_Excerpted records_
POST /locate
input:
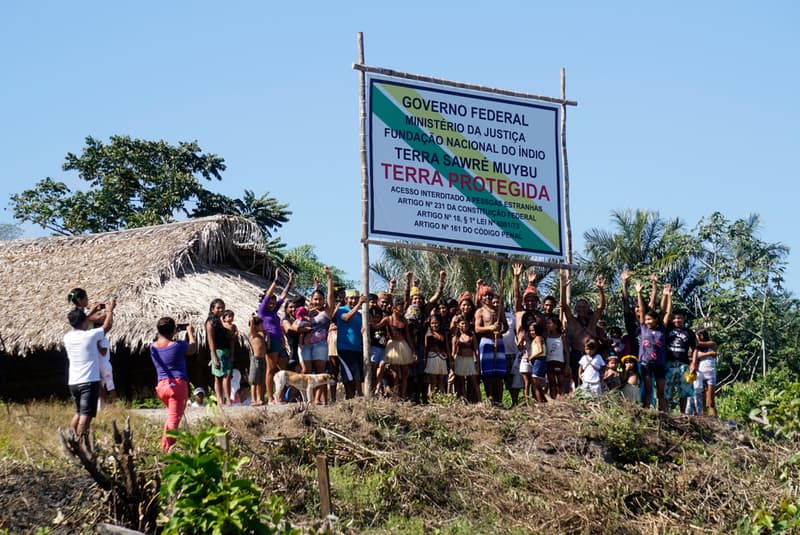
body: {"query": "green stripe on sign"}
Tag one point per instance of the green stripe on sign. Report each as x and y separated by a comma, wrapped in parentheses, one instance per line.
(394, 117)
(545, 226)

_What is asked_
Copy each item above word for word, omitting the pictures.

_Result_
POST /locate
input:
body: {"query": "green stripe on sign"}
Tag one point per instance of the green stripe on sign. Report each as x and y separated by a comma, wrapped in parentheses, one instance per line.
(394, 117)
(545, 226)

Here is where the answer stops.